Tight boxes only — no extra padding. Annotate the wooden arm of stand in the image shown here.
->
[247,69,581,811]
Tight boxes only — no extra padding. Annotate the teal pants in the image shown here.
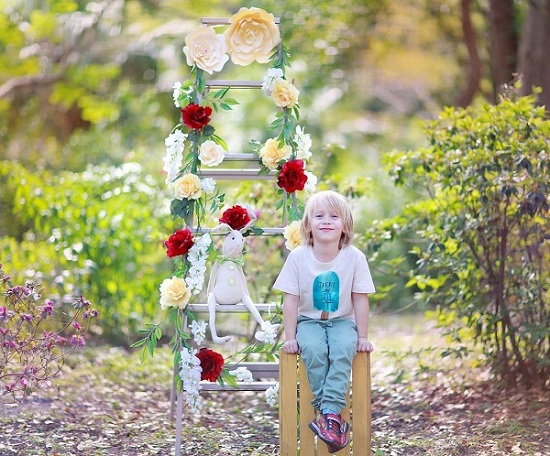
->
[296,317,357,413]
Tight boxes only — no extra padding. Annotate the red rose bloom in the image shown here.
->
[164,228,194,257]
[196,348,224,382]
[277,160,307,193]
[181,103,212,130]
[220,204,250,230]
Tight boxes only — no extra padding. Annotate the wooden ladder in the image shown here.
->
[279,350,371,456]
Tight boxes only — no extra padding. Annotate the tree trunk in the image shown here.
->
[518,0,550,112]
[455,0,481,108]
[489,0,518,101]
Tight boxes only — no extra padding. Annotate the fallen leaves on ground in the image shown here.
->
[0,347,550,456]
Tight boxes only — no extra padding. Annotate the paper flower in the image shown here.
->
[172,173,202,200]
[219,204,252,230]
[199,139,225,166]
[164,228,194,257]
[271,78,300,108]
[224,7,281,66]
[277,160,307,193]
[183,25,229,74]
[283,220,303,250]
[181,103,212,130]
[196,348,224,382]
[260,138,292,169]
[159,277,191,309]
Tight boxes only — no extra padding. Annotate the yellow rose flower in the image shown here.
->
[260,138,292,169]
[283,220,303,250]
[199,139,225,166]
[172,174,202,200]
[183,25,229,74]
[159,277,191,309]
[224,7,281,66]
[271,78,300,108]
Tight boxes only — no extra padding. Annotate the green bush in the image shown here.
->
[0,162,175,343]
[378,92,550,387]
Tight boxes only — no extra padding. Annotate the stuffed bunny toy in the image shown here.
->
[206,205,274,344]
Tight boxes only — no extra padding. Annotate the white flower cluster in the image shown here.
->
[262,68,283,95]
[189,320,208,345]
[254,321,281,344]
[162,130,187,184]
[180,348,202,413]
[265,382,279,407]
[185,233,212,295]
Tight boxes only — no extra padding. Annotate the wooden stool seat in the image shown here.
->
[279,350,371,456]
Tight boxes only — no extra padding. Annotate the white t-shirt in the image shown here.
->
[273,245,375,320]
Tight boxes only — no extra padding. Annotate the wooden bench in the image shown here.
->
[279,350,371,456]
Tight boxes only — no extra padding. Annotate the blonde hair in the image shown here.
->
[300,190,353,249]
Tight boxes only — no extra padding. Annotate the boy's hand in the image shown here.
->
[283,339,300,354]
[357,337,374,353]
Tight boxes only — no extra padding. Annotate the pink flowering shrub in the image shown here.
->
[0,264,99,403]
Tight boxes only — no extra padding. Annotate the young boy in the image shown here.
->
[274,191,375,453]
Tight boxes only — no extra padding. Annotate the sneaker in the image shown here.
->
[309,413,342,447]
[327,418,349,453]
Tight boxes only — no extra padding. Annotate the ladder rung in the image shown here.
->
[201,17,281,25]
[223,154,259,163]
[191,227,285,236]
[201,382,276,391]
[206,79,263,89]
[187,304,277,313]
[201,169,276,180]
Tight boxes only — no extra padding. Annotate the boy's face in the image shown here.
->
[311,204,344,248]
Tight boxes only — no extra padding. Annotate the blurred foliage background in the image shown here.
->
[0,0,550,384]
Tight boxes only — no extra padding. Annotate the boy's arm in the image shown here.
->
[283,293,300,353]
[351,293,374,352]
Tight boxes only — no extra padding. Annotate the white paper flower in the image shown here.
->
[199,139,225,166]
[189,320,208,345]
[304,171,317,194]
[179,348,202,413]
[254,321,281,344]
[183,25,229,74]
[171,173,202,200]
[172,81,182,108]
[265,382,279,407]
[229,366,254,383]
[294,125,311,160]
[224,7,281,65]
[162,130,187,184]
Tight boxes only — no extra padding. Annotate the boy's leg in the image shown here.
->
[296,319,329,409]
[321,318,357,413]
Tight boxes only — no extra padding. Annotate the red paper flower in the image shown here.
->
[181,103,212,130]
[277,160,307,193]
[164,228,194,257]
[196,348,224,382]
[220,204,250,230]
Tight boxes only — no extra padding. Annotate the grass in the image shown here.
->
[0,316,550,456]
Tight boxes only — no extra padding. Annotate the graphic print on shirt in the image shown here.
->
[313,271,340,312]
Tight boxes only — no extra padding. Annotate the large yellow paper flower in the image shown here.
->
[172,173,202,200]
[183,25,229,74]
[283,220,303,250]
[224,7,281,66]
[159,277,191,309]
[271,78,300,108]
[260,138,292,169]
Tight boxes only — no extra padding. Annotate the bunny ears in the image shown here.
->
[212,204,256,233]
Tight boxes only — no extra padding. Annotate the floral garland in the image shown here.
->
[134,7,317,412]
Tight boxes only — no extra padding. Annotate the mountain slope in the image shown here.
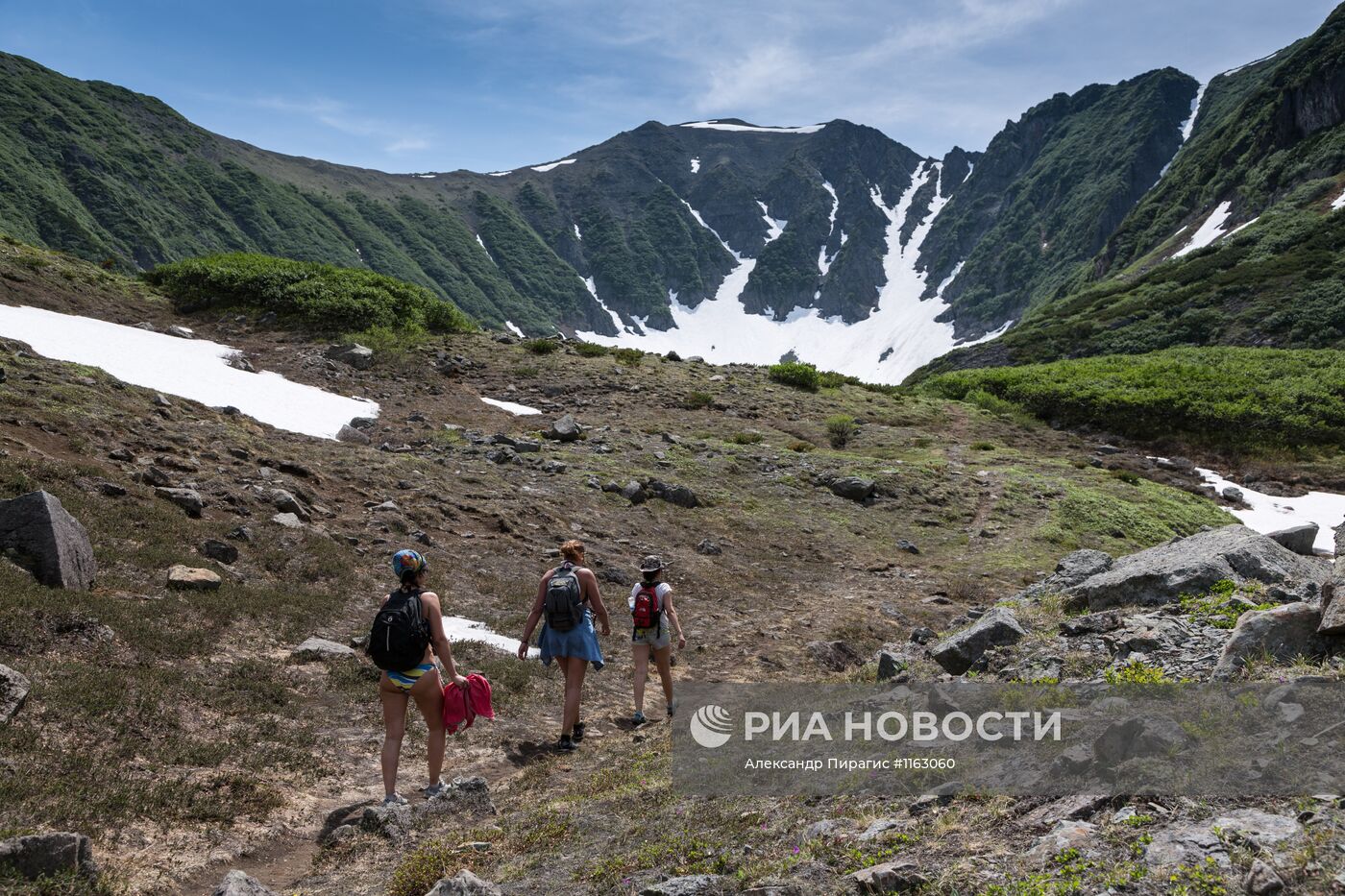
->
[920,68,1198,333]
[909,8,1345,372]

(GOAL) Switch every "Annotate" in the data above to "Mark" and write all of the data out again with nothing else changed. Leave the pictures out of your version.

(WRITTEN SOLUTION)
Tight boxes only — no extra padding. Mark the wooden arm of stand in the image shown here.
->
[247,69,581,811]
Tight boxes only — no extra padding. Mark the teal pants in the image shown here.
->
[296,317,357,413]
Tight boxes only — no extra padding. Mark the red rose bloom in the image shown here.
->
[164,228,194,257]
[196,348,224,382]
[277,160,307,193]
[181,103,212,130]
[220,204,250,230]
Tight boxes only — no extra padding. Mark the wooden ladder in the image shown here.
->
[279,350,371,456]
Tight boxes only — no extra padding. Mark the tree trunk in the image shown here.
->
[518,0,550,112]
[455,0,481,108]
[489,0,518,101]
Tight boxes only — no extra padding. Mark the fallen leaves on ground in the image shown here.
->
[0,347,550,456]
Tight boxes only — no extra padding. Mark the paper flower in the image shown here.
->
[172,173,202,200]
[219,204,252,230]
[199,139,225,166]
[164,228,194,257]
[271,78,300,108]
[224,7,281,66]
[277,160,307,193]
[183,25,229,74]
[283,220,303,250]
[181,103,212,130]
[196,348,224,382]
[260,138,292,169]
[159,277,191,309]
Tight boxes only — no extra padding. Mark the yellow rose flower in the image shown here.
->
[260,138,292,169]
[283,220,303,250]
[199,139,225,166]
[172,174,202,200]
[183,25,229,74]
[159,277,191,309]
[224,7,281,66]
[271,78,300,108]
Tight boxes only — no extra padding. Mark the green bush in the image shown here.
->
[0,162,175,343]
[378,92,550,387]
Tight boxes only — no extra padding. Mark the stuffed bunny toy in the image shown here.
->
[206,205,274,344]
Tight boxes only — no extra padding. Mark the white flower cluster in the image shown here.
->
[262,68,283,95]
[189,320,208,345]
[254,321,281,344]
[162,130,187,184]
[180,348,202,413]
[265,382,279,407]
[185,233,212,295]
Tight boxes only — no extra padding. Mark the wooden stool seat in the image shown here.
->
[279,350,371,456]
Tight boxes only — no extra padding. Mark the white t-shirt in the image shown here.
->
[273,245,375,320]
Tight boxes only — no extra padding. Mark the wooden bench in the image shown here.
->
[279,350,371,456]
Tight boxes only — no extra padding. Mark the blonde hair in the image shown here.
->
[300,190,353,249]
Tight boxes only — no extra padding. Mark the boy's hand in the image shown here.
->
[283,339,300,354]
[357,337,374,353]
Tight boxes only — no extra padding. Mark the pink flowering shrub in the image shown here.
->
[0,264,99,403]
Tight boxes only — no extra padding. Mark the young boy in the image shown here.
->
[274,191,375,453]
Tight boxes only — no extra padding. Mark the sneaker in the image shown here.
->
[309,413,342,447]
[327,418,349,453]
Tight boxes only — no extra padding. Mark the ladder rung in the image shown here.
->
[201,17,281,25]
[223,154,259,163]
[191,227,285,236]
[201,382,276,391]
[206,79,263,89]
[187,304,277,313]
[201,169,276,180]
Tight boxes only — no extra padding. Mark the boy's face in the image shown here.
->
[311,204,344,248]
Tight boxes only — no extra padding. Mark the blurred foliage background in the image shown here.
->
[0,0,550,384]
Tight boxes only — no extra padding. Mark the boy's arm in the image shown here.
->
[283,293,300,353]
[351,293,374,352]
Tight boxes only — no extra padding. Mark the white paper flower in the image shown here.
->
[199,139,225,166]
[189,320,208,345]
[304,171,317,194]
[179,348,202,413]
[254,321,281,344]
[183,25,229,74]
[171,173,202,200]
[172,81,182,108]
[265,382,279,407]
[229,366,254,383]
[294,125,311,160]
[224,7,281,65]
[162,130,187,184]
Tight boxes only — no extra padding. Mark the boy's leg in the image shown here.
->
[296,319,329,409]
[321,318,357,413]
Tight boxes only — no extra padding. Mark the red paper flower in the image shown here.
->
[181,103,212,130]
[277,160,307,193]
[164,228,194,257]
[196,348,224,382]
[220,204,250,230]
Tight boxes only — no extra padding. Mark the grass in the image shown here.
->
[0,316,550,456]
Tight boxes only — no extra padding. Mark the graphic print on shirt in the image shown here.
->
[313,271,340,312]
Tight boxes only — no extra padding. Mark the large yellow paper flower in the image shown here.
->
[172,173,202,200]
[183,25,229,74]
[283,220,303,250]
[224,7,281,66]
[159,277,191,309]
[271,78,300,108]
[260,138,292,169]
Tight boxes only — no extra padding. Mark the bunny ears in the image shown here.
->
[212,204,256,233]
Tight boxes only — no extra padding. Mark the floral garland in the image shown here.
->
[134,7,317,412]
Tight boxes only — no extra padding. Mark the mountain slope in the image shown here.
->
[920,68,1198,333]
[909,8,1345,372]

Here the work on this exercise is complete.